═════ Excerpted data ═════

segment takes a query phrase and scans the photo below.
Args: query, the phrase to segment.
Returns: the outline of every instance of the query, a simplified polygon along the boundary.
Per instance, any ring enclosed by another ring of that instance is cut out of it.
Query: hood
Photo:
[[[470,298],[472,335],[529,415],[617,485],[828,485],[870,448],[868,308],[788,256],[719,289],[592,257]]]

═════

• Task: Return the lines above exactly, keeping every word.

• Response:
segment takes a query phrase and scans the photo below.
Args: query, the phrase to segment.
Returns: the outline of every instance of the query, a simplified polygon along the boundary.
Per instance, any ring enclosed by another ring of that instance is cut out of it.
Query: hood
Photo:
[[[470,298],[472,335],[529,415],[617,485],[828,485],[870,448],[868,308],[788,256],[719,289],[592,257]]]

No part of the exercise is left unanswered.